## ÉNONCÉ A
Dans les lignes fournies, et non dans le fil de discussion, renommez "shadow on water" en "dark patch on water" sur la partie qui commence à la ligne contenant "query (the noun phrase to segment): shadow" et se termine à celle contenant "Return the outline of every instance of the shadow", bornes comprises. Recopiez uniquement cette partie, sans rien changer d'autre.

## EXTRAIT
==============================

# iCloud et synchro (très) capricieuse



## David07 (1 Mai 2020)

Bonjour à toute la communauté,

J'utilise tous les services iCloud actuellement entre plusieurs appareils : MacBook Pro, iPad, Apple Watch et Apple TV. Tous en dernière version logicielle.

Je m'interroge sur la synchronisation, je la trouve très, trop, capricieuse et en devis contre-productif.

Exemples : 

J'ai un fichier .iso sur le bureau. J'allume mon ordi le lendemain, impossible d'ouvrir ce fichier, il faut le télécharger. J'en ai besoin de suite, je dois attendre 30 min que les 6GO se téléchargent pour pouvoir l'ouvrir. Alors qu'il est juste sur mon bureau !
Je veux depuis l'iPad avoir un aperçu d'un fichier dans mes documents. Impossible, je dois tous les télécharger pour juste avoir un aperçu.
Je veux voir un film sur mon iPad, je dois le télécharger. Le temps est si long que je suis passé à autre chose.

Lorsque ma connexion est très lente, c'est l'horreur. Et incompréhensible, parce que Droxbox et Google Drive eux marchent super bien malgré ma connexion , j'ai accès à tout et tout de suite, pas (ou très peu) d'attente.

Ma question : on sont stockés ces fichiers ?

Mon fichier iso sur mon bureau sur le Mac, il est envoyé sur le nuage ? C'est pour cela que je n'y ai plus accès le lendemain, comme tous les autres d'ailleurs, que je dois à nouveau télécharger ? Et sur l'iPad, je télécharge un fichier, il se stocke ou en suite ? Sur l'iPad ? Il reste dans le nuage ? 

Je ne comprends pas pourquoi cette histoire est aussi compliquée pour accéder à ces fichiers, cela en devient épuisant à la longue.

Les autres services de Cloud fonctionnent bien mieux et sont plus clairs sur le fonctionnement.

==============================

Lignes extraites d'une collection
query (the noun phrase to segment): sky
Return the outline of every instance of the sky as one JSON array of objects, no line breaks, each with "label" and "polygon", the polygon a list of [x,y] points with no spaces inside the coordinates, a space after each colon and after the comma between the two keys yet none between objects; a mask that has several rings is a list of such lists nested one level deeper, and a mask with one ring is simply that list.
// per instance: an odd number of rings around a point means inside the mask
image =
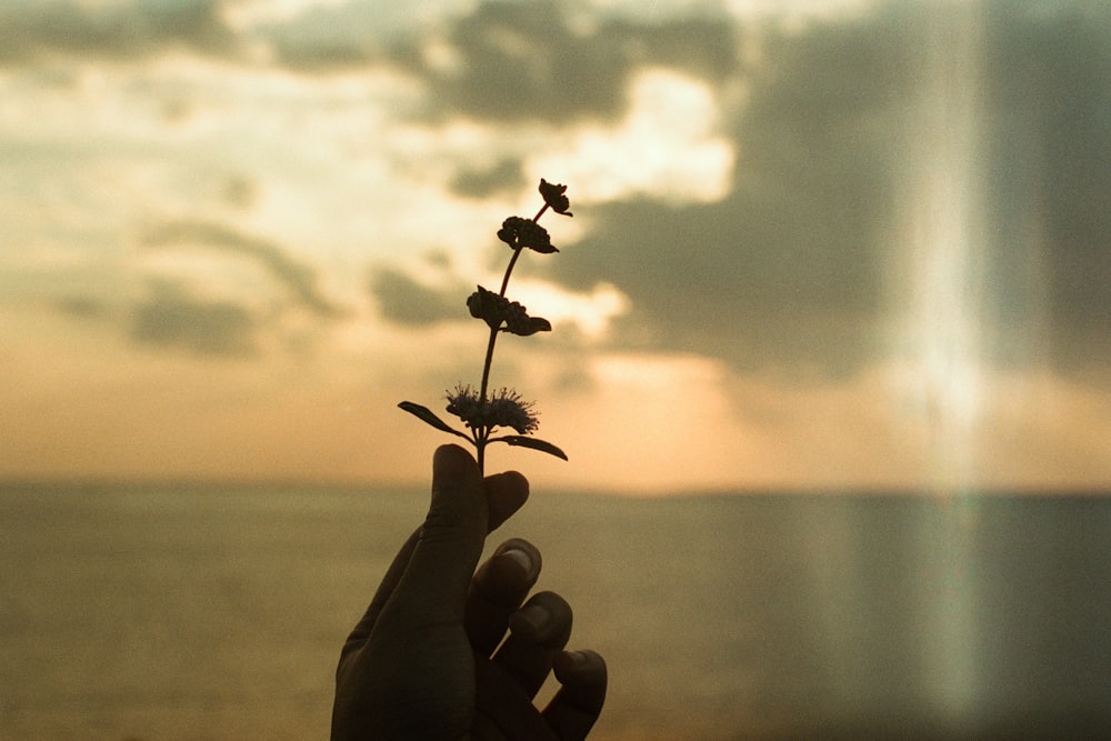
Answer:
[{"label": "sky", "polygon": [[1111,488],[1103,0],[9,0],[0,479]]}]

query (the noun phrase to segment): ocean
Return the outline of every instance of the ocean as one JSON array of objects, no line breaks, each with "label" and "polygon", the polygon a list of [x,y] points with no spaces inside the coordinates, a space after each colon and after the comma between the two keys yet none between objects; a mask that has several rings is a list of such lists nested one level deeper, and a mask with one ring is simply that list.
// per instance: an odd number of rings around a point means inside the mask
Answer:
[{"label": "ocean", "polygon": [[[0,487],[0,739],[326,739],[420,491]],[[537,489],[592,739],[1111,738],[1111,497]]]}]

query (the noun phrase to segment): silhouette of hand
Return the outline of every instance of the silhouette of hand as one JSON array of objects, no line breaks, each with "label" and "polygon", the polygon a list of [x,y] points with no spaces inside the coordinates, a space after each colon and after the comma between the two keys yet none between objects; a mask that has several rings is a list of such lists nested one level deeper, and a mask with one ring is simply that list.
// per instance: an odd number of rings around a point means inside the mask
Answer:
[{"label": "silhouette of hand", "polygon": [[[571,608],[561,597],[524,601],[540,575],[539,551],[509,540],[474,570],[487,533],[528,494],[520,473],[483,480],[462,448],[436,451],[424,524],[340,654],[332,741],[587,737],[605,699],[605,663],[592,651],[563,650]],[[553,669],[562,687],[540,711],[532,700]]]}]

==============================

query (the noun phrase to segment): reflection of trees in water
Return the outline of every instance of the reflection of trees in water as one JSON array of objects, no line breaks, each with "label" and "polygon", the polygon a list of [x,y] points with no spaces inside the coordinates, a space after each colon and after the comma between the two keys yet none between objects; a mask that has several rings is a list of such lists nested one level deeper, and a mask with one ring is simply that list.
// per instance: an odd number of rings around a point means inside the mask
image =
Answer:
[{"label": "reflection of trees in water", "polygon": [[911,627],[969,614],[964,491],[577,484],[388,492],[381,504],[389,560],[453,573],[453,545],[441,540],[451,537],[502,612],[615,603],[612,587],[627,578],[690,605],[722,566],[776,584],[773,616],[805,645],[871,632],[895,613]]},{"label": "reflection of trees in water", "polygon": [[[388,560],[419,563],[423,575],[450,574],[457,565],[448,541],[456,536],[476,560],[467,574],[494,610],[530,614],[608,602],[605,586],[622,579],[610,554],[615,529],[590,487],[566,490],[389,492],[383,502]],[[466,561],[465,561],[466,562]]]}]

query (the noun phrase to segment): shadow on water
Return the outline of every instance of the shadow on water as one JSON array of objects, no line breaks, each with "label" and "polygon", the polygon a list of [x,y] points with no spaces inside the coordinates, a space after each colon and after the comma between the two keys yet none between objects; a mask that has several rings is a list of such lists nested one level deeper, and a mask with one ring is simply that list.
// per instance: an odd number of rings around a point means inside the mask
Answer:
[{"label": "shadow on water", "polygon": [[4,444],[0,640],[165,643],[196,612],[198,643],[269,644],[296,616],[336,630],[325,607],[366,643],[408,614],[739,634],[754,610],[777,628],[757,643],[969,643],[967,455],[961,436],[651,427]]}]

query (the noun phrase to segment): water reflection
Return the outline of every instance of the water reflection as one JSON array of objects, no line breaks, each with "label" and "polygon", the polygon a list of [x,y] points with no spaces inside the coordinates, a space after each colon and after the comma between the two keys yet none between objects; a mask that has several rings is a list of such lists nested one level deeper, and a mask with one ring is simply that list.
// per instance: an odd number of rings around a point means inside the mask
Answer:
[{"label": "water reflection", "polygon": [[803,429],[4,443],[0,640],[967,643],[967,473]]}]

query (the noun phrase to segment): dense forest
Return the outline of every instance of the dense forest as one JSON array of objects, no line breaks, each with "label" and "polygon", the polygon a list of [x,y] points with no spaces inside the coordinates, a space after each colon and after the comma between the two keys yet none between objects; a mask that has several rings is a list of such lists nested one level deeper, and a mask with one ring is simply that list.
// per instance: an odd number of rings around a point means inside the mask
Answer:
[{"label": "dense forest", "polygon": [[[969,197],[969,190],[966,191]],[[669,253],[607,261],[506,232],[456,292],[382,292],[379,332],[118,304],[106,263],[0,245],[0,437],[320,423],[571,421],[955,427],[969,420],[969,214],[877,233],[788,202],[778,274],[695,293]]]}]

==============================

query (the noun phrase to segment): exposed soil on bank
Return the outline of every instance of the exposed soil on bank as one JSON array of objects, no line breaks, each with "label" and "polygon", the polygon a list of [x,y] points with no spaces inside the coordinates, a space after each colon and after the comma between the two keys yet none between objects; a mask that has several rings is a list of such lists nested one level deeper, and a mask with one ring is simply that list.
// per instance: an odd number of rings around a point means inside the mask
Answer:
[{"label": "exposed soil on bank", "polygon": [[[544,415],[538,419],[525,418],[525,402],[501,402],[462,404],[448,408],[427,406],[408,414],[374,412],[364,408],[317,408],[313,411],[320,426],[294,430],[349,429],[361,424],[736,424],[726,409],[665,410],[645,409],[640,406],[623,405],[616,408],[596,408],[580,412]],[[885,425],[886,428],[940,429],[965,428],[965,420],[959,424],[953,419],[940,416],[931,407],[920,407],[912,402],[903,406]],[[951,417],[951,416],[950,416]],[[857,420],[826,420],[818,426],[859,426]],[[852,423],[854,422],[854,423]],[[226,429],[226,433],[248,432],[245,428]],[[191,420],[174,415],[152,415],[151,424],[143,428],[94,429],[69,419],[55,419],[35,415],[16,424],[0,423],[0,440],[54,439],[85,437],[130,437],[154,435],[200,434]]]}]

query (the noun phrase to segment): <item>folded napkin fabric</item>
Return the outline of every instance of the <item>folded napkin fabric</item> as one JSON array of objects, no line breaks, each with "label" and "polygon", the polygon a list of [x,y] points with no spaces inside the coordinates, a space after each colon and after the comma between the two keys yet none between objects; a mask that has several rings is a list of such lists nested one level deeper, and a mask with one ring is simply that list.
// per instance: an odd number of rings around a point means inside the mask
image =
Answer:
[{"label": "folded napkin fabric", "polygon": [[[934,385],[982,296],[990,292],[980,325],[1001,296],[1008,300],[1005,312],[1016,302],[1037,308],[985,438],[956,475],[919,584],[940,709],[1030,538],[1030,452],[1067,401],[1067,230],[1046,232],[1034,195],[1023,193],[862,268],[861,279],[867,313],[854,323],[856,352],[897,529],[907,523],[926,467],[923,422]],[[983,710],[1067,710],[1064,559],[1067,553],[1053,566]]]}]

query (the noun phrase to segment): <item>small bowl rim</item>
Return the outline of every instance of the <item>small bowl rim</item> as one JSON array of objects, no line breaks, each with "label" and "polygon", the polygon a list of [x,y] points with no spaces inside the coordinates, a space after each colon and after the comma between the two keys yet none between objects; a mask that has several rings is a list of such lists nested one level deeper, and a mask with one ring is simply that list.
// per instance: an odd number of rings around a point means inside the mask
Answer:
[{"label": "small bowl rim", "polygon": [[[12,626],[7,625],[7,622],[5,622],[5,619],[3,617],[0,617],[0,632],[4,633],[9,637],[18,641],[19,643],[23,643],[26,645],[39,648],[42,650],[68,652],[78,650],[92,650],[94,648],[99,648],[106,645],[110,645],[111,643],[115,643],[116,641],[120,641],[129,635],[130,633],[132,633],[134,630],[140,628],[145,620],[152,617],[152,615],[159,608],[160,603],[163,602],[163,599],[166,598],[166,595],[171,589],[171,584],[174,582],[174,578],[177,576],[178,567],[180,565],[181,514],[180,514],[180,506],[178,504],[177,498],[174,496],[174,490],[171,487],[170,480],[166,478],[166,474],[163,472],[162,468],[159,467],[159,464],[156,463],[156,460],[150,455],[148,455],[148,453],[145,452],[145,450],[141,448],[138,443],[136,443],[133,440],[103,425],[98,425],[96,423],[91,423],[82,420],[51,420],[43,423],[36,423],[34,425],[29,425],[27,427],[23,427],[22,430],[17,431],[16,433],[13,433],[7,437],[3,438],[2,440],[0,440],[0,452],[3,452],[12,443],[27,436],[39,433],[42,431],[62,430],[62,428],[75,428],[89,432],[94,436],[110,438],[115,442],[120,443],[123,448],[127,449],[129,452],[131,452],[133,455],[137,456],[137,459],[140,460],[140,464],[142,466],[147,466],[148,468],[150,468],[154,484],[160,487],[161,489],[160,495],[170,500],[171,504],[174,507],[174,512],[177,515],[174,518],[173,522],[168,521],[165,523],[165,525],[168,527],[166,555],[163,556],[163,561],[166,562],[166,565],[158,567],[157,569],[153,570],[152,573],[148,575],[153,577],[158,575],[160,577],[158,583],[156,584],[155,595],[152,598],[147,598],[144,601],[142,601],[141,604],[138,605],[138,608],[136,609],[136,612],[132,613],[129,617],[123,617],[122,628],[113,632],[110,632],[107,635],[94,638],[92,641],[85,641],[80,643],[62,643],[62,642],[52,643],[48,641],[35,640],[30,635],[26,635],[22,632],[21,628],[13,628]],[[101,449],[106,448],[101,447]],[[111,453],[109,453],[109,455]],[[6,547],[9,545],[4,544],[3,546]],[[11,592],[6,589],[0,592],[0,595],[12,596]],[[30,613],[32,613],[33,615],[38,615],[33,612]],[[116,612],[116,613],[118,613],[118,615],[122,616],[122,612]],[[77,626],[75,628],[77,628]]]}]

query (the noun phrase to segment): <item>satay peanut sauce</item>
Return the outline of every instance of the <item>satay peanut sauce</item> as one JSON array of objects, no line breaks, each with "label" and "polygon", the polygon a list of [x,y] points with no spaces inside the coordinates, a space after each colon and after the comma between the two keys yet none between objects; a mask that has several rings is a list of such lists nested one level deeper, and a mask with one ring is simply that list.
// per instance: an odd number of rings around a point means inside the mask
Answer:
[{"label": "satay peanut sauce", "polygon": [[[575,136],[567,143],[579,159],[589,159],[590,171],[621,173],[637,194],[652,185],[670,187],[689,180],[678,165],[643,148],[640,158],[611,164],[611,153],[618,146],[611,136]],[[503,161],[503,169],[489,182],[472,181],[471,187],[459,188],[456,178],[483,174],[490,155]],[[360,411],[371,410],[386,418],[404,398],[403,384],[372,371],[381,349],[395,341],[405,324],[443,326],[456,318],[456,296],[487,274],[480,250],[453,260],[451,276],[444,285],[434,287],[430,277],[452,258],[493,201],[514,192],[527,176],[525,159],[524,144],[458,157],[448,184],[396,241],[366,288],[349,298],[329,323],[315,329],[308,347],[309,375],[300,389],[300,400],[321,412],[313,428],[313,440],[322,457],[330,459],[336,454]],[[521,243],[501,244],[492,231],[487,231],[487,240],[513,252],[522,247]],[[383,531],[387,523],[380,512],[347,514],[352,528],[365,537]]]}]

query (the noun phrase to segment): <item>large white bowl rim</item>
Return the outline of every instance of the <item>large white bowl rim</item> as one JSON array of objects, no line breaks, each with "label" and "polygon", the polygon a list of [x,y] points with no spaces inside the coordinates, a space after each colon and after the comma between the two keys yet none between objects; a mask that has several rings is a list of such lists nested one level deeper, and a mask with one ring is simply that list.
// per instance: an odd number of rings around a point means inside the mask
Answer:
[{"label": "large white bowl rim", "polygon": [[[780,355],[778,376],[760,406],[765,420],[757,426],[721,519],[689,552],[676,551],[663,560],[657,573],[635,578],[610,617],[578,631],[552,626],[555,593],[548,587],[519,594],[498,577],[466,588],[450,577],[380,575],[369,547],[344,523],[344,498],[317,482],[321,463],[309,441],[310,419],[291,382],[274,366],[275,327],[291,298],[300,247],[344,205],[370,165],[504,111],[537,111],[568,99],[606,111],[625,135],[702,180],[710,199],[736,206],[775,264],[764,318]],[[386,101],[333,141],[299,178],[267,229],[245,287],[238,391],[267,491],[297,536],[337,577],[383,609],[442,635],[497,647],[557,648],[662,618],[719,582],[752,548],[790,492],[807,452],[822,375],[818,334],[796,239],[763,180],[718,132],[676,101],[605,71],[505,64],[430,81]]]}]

==============================

## ÉNONCÉ B
Rédigez la suite du fil de discussion sur la synchronisation iCloud, à partir de son dernier message.

## BONNE RÉPONSE A
query (the noun phrase to segment): dark patch on water
Return the outline of every instance of the dark patch on water as one JSON array of objects, no line breaks, each with "label" and "polygon", the polygon a list of [x,y] points with no spaces inside the coordinates, a space after each colon and after the comma between the two keys yet none between objects; a mask that has several rings is a list of such lists nested one level deeper, and a mask with one ring is simply that list.

## BONNE RÉPONSE B
Merci de m'éclairer 

Bon vendredi à tous 

David


----------



## moderno31 (1 Mai 2020)

Hello
Je pense que "fichier ISO" veut forcément dire "format spécial" et donc "taille spéciale"... Peut être que c'est normal. Charger 6Go par ce moyen est peut être la cause de tes problèmes de lenteur.
Tu as quoi comme connexion chez toi ? La fibre ? Essaie de vérifier la qualité de ta connexion
Je pense que partager des photos et de la musique avec iCloud est un usage qui est différent que de partager des gros fichiers comme tes ISO
Pourquoi tu ne te montes pas un NAS local, chez toi, en mode serveur de fichiers ? Tu bénéfieras d'un meilleur débit


----------



## Chris K (1 Mai 2020)

Concernant le fichier iso sur ton bureau. Ce que crois comprendre de ton explication : il était entièrement téléchargé sur ton bureau et le lendemain il ne l’était plus. J’y vois deux possibilités pour expliquer cela 

Ton espace disque est bien rempli, le fichier iso a été envoyé dans le cloud et « supprimé » du stockage local pour récupérer de la place ;
Ton fichier iso a été modifié « ailleurs » (autre ordi sur le même cloud ?) et du coup cette modification est répercuté sur ton bureau ;
Pour les aperçus sur iPad : si par « aperçu » tu entends l’utilisation de l’option « coup d’œil » alors oui cela nécessite le téléchargement du fichiers. L’iOS/iPadOS met à disposition des vignettes prétéléchargées du cloud pour chaque fichier mais c’est tout. Encore que... il m’arrive d’avoir des fichiers complètement téléchargés alors que j’ai rien demandé.
Une chose est sûre : le système ne va pas tout télécharger du cloud à l’avance au risque de saturer l’espace de ton device.

Pourquoi le iCloud est plus long que ton Dropbox... mystère. Perso je ne vois pas de différence significative chez moi.


----------



## ericse (1 Mai 2020)

David07 a dit:


> Ma question : on sont stockés ces fichiers ?



Justement iCloud te permet de choisir, le comportement que tu décris semble indiquer que tu as activé l'option "Optimiser le stockage" sur ton Mac et ton iPad :


----------



## Chris K (1 Mai 2020)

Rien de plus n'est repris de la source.